--- EXERCISE MATERIALS Enclosed Below ---

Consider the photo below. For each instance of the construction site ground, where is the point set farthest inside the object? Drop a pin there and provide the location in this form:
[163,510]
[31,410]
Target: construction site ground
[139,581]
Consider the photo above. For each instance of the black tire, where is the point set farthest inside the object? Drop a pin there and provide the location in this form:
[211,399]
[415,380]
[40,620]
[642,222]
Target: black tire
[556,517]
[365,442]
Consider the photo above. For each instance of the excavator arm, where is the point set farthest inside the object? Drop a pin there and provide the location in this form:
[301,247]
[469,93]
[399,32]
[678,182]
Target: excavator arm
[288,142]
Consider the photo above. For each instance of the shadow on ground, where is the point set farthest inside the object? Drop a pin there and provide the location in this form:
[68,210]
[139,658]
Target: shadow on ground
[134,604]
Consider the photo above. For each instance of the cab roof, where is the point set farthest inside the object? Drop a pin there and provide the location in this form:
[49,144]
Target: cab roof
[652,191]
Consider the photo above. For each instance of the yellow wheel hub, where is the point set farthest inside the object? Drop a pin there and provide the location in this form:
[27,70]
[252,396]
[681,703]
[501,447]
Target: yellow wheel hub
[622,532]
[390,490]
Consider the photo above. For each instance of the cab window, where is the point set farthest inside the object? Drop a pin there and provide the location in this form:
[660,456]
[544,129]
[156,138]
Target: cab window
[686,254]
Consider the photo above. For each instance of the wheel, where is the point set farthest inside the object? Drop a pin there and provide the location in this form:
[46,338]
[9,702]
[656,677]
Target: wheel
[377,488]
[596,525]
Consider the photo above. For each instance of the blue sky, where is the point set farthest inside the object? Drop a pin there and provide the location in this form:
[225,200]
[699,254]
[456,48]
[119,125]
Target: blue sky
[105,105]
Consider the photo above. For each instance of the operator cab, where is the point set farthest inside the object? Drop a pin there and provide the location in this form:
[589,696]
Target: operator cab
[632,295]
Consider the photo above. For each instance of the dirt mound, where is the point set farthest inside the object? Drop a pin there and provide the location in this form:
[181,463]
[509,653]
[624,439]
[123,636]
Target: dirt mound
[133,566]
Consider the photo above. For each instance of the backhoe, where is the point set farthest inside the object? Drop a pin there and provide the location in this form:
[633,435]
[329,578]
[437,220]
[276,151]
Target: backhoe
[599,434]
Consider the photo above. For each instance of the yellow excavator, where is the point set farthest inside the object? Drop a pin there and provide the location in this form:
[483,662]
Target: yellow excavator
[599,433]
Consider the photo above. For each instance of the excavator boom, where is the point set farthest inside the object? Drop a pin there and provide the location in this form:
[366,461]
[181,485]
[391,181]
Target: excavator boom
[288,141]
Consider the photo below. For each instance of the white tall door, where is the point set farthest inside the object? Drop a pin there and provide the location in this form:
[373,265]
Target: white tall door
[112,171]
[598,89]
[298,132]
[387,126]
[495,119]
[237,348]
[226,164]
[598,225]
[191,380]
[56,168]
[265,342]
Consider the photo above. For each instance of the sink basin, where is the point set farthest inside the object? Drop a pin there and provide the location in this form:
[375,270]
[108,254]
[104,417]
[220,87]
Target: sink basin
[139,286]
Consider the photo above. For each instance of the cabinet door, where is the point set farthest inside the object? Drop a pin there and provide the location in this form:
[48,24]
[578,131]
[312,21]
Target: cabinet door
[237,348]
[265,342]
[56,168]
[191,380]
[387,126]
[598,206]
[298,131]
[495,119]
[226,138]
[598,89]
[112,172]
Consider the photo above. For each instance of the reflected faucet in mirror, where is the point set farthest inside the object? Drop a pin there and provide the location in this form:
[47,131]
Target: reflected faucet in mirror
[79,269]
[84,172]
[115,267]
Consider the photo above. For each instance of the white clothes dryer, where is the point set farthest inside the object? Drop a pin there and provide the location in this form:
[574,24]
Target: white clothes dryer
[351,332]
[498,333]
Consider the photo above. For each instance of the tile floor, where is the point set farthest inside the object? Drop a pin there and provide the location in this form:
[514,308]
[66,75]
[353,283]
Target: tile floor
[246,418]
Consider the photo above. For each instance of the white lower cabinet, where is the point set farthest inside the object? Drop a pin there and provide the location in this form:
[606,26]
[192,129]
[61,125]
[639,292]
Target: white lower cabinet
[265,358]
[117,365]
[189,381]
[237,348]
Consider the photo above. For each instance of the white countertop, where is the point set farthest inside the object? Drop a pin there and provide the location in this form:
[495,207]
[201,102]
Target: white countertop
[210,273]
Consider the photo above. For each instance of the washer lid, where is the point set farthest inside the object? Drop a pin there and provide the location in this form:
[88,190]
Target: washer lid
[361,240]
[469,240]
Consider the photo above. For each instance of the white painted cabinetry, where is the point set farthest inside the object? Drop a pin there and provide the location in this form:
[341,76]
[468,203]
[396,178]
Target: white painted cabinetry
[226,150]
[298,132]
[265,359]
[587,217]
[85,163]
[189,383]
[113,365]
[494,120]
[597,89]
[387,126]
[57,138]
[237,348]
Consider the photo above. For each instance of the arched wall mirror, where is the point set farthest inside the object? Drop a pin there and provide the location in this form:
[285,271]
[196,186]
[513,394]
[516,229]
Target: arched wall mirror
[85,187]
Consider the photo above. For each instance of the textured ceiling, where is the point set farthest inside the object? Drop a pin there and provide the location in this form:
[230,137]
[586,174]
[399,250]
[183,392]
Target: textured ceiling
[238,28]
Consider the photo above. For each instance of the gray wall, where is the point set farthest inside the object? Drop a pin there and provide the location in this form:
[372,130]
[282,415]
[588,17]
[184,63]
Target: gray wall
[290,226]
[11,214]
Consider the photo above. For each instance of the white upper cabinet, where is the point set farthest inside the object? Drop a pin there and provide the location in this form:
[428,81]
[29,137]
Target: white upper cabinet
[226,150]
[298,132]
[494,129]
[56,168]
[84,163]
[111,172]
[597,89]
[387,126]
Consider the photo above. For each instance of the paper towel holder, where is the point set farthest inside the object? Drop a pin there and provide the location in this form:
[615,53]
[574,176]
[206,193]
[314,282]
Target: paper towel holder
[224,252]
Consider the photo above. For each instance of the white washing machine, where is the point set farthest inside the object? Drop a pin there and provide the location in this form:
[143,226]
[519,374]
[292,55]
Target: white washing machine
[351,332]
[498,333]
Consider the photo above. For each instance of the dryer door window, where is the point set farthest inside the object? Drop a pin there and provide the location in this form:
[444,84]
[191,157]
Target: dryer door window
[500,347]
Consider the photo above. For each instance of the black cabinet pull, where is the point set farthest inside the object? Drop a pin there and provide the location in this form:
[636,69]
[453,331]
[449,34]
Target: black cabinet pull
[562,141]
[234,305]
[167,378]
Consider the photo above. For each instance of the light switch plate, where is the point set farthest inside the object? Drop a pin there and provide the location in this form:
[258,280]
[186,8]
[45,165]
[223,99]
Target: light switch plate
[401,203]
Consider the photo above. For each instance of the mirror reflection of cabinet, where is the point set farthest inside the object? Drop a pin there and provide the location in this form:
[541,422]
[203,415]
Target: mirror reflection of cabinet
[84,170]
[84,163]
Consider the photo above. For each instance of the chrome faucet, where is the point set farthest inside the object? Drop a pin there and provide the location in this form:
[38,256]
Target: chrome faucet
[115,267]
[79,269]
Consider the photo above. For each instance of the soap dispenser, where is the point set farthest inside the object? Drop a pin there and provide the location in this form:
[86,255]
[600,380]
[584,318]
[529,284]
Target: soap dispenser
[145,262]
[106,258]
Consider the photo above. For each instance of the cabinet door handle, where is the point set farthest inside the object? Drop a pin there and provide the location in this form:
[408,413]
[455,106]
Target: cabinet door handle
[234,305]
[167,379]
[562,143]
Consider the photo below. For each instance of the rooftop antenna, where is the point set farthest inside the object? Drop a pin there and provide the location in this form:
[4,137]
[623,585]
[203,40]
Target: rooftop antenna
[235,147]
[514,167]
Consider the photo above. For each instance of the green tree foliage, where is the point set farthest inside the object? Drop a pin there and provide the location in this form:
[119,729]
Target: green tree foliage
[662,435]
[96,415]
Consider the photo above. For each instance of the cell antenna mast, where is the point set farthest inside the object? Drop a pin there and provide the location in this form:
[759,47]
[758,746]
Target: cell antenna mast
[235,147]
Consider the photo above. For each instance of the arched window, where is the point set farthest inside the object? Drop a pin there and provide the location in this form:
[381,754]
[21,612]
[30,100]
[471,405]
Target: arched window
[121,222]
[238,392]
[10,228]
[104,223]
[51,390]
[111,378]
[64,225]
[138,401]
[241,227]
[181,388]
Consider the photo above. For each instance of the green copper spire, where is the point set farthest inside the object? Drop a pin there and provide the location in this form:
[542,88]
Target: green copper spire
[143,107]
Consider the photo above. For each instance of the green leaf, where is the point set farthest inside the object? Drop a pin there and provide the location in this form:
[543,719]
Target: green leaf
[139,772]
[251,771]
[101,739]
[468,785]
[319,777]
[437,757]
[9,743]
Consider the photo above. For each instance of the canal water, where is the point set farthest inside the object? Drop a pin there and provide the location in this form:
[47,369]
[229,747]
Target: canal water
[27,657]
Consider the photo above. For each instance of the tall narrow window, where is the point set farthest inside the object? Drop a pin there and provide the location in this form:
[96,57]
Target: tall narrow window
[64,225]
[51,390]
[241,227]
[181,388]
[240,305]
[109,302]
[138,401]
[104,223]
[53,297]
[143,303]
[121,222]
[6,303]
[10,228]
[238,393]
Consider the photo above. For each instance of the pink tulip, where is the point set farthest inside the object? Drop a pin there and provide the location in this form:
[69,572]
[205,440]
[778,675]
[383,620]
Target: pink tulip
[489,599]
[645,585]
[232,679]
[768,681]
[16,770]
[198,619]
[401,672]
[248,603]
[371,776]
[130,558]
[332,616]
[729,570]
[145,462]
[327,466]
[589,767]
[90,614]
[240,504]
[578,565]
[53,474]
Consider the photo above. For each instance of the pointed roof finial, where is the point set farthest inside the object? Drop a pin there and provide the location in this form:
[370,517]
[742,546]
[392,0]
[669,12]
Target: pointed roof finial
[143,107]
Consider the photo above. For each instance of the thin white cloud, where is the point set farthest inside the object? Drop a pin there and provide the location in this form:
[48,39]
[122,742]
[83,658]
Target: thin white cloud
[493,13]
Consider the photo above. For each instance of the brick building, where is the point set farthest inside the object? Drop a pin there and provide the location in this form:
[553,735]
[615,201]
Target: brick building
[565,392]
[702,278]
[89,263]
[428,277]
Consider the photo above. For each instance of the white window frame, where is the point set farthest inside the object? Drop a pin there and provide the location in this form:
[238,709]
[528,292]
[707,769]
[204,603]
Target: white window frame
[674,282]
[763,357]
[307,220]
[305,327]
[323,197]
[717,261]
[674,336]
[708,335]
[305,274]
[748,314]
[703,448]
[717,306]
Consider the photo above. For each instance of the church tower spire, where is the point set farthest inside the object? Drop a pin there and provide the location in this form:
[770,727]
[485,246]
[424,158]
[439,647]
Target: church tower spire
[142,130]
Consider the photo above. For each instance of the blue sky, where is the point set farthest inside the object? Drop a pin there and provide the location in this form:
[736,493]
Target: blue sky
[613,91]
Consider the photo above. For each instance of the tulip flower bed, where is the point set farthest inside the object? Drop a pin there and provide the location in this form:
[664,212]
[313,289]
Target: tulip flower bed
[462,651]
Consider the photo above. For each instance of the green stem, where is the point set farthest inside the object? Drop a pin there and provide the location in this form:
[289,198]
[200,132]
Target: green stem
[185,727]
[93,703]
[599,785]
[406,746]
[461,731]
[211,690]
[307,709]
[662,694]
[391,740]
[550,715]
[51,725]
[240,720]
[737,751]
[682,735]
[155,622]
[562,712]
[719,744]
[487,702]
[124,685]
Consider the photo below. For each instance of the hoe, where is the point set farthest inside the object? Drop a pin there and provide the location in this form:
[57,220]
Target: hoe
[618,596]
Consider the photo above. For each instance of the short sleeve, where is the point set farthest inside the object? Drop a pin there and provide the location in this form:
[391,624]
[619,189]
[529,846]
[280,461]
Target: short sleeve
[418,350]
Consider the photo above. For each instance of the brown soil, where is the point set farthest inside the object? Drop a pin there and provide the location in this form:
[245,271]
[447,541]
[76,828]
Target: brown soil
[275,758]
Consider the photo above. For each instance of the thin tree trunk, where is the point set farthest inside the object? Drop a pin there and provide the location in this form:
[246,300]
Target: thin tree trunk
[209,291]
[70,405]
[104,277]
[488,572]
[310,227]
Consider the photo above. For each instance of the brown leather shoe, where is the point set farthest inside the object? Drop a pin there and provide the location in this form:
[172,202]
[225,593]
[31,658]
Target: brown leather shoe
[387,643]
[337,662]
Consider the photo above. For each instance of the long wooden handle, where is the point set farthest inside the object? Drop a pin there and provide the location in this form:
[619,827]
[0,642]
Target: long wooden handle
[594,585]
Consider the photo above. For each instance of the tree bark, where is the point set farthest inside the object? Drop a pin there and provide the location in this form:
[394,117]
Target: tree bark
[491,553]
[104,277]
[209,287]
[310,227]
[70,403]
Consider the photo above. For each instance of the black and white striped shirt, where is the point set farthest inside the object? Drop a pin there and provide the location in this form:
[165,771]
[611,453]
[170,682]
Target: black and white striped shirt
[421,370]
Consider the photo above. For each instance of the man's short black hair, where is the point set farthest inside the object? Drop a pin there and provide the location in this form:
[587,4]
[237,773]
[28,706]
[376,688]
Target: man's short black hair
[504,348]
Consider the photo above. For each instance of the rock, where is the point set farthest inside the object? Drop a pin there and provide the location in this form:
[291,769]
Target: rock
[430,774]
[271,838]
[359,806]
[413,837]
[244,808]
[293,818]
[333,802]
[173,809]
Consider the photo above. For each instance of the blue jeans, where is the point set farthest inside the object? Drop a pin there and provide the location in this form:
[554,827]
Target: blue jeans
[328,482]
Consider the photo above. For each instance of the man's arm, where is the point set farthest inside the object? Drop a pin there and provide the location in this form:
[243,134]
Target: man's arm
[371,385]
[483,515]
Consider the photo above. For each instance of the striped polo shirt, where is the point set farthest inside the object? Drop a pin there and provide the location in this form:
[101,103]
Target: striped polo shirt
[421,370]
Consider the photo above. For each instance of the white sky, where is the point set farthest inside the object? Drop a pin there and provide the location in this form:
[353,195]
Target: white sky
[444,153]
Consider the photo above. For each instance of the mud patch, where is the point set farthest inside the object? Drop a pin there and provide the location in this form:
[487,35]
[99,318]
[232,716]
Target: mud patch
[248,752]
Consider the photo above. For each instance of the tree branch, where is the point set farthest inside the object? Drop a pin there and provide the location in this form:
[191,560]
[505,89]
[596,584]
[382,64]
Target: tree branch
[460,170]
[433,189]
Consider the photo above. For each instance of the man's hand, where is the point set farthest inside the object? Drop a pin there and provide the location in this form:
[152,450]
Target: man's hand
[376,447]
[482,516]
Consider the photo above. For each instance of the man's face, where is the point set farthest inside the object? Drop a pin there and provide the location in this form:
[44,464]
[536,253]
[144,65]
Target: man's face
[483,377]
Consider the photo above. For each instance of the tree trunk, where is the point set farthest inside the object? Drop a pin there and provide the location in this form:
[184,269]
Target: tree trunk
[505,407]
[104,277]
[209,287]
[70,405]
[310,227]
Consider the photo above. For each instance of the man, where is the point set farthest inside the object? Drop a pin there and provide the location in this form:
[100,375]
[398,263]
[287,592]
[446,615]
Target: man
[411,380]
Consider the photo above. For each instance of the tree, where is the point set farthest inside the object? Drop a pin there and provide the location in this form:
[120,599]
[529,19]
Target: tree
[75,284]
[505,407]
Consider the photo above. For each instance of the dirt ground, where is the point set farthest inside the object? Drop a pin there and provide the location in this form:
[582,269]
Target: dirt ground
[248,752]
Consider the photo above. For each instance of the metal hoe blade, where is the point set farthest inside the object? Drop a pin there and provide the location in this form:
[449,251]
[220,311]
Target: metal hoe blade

--- End of Enclosed EXERCISE MATERIALS ---

EXERCISE DETAILS: Find each line in the data above with the word "blade", then copy it.

REPLY TO THE EXERCISE:
Consider the photo above. For each instance of the metal hoe blade, where is the point set farthest inside the object? Drop a pin there and provide the location in this form:
Target: metal hoe blade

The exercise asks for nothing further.